▸ GOAL 1
According to the temperature trends text, what is the gradient of the best fit line for Tasmania?
▸ GOAL 2
From the temperature trends text, pull out the passage starting at "Fig. 25.5: Temperature" and ending at "0.13 °C per century.", and copy it without changing a word.

— Start of SOURCE DOCUMENT —

Fig. 25.1: Temperature trends for NSW. The gradient of the best fit line is 0.08 ± 0.11 °C per century.




Fig. 25.2: Temperature trends for Victoria. The gradient of the best fit line is -0.04 ± 0.09 °C per century.




Fig. 25.3: Temperature trends for Tasmania. The gradient of the best fit line is 0.72 ± 0.11 °C per century.




Fig. 25.4: Temperature trends for South Australia. The gradient of the best fit line is 0.40 ± 0.11 °C per century.




Fig. 25.5: Temperature trends for Western Australia. The gradient of the best fit line is 0.76 ± 0.11 °C per century.




Fig. 25.6: Temperature trends for Northern Territory. The gradient of the best fit line is 0.09 ± 0.09 °C per century.




Fig. 25.7: Temperature trends for Queensland. The gradient of the best fit line is 0.69 ± 0.13 °C per century.




Conclusions

1) The Berkeley Earth adjusted data trends appear to closely follow the actual data trends for the period after 1970. However, before 1970 the two trends often diverge significantly.

2) Even after divergence, the Berkeley Earth adjusted data trend has almost identical features to the corresponding actual data trend. These features include the patterns of peaks, and the large changes in gradient at similar points in time. In fact the adjusted and unadjusted trend lines appear to show near identical instances of abrupt discontinuities and rapid temperature changes at various points along their respective records.

3) Linear regression fits to temperature record data cannot adequately represent the complexity of the data. For example, a 100-year best fit to the NSW data in Fig. 25.1 yields a gradient of 0.08 °C per century for the period 1901-2000, yet for the interval 1881-1980 this changes to -0.41 ± 0.11 °C per century. Likewise, changing the interval of the best fit for Northern Territory to 1886-1985 also changes the gradient to -0.41 ± 0.11 °C per century, while a best fit interval of 1871-1970 for South Australia results in a gradient of -0.60 ± 0.12 °C per century. In other words, the gradient of the best fit line depends strongly on the measurement interval chosen for the best fit.

— End of SOURCE DOCUMENT —
— Start of SUPPLIED ENTRIES —

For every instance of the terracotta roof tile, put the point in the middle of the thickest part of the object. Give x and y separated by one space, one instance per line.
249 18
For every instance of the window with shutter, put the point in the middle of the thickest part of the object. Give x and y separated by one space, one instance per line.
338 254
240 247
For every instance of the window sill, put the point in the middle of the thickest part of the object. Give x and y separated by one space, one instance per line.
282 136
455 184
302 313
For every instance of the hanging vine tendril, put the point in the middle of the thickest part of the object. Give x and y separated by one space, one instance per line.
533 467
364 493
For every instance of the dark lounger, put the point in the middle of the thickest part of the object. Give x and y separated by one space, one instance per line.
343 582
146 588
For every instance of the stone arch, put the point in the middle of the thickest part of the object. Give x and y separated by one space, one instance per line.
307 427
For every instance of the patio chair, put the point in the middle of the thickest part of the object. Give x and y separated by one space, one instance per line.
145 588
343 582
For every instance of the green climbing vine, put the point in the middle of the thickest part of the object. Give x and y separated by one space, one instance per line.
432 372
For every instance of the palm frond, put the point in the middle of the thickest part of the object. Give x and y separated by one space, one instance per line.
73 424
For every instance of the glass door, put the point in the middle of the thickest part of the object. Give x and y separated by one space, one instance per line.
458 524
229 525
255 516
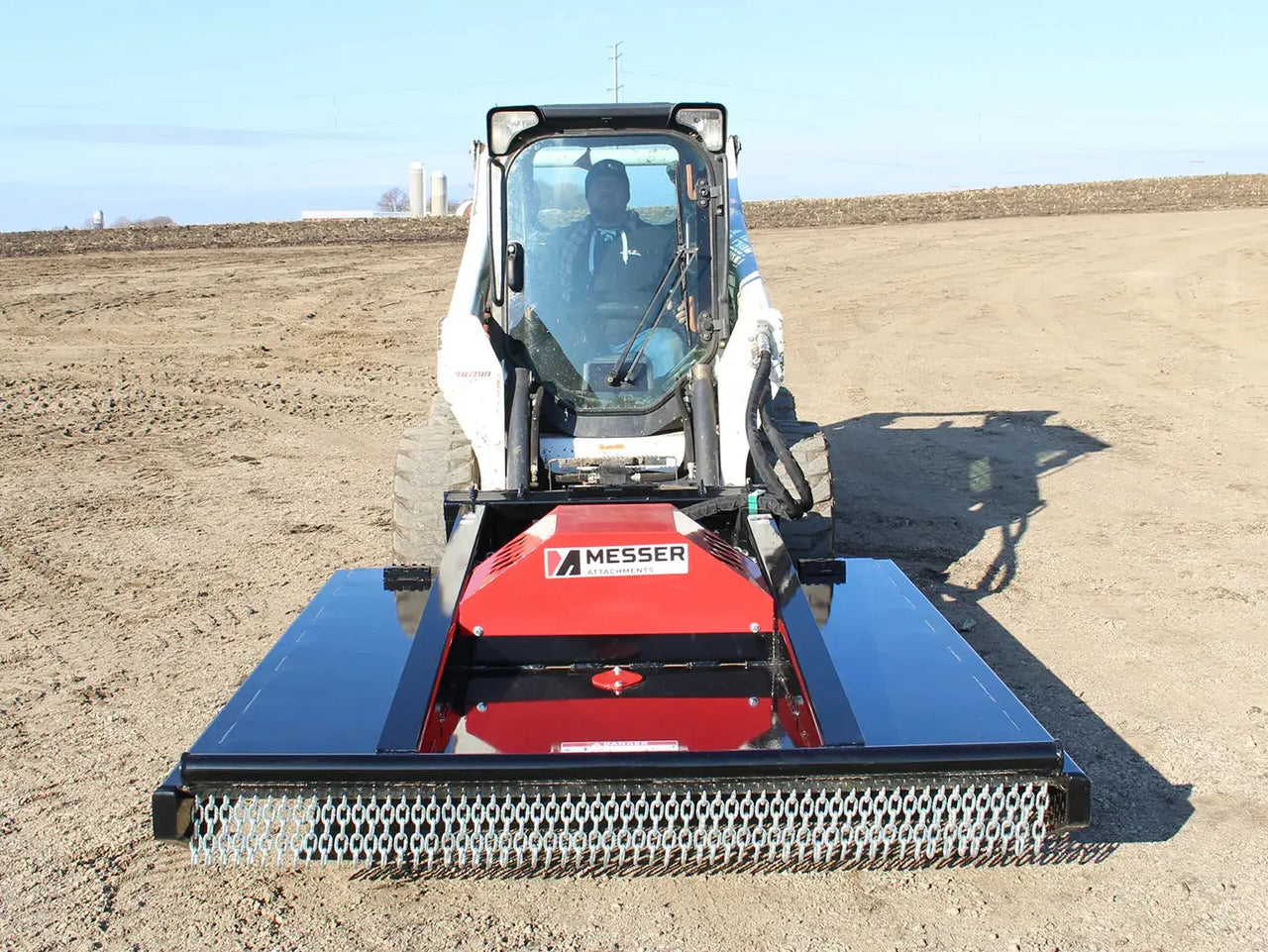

— End of SUPPLIED ENTRIES —

▸ COMPLETE OUTPUT 1
0.72 ± 0.11 °C per century.

▸ COMPLETE OUTPUT 2
Fig. 25.5: Temperature trends for Western Australia. The gradient of the best fit line is 0.76 ± 0.11 °C per century.




Fig. 25.6: Temperature trends for Northern Territory. The gradient of the best fit line is 0.09 ± 0.09 °C per century.




Fig. 25.7: Temperature trends for Queensland. The gradient of the best fit line is 0.69 ± 0.13 °C per century.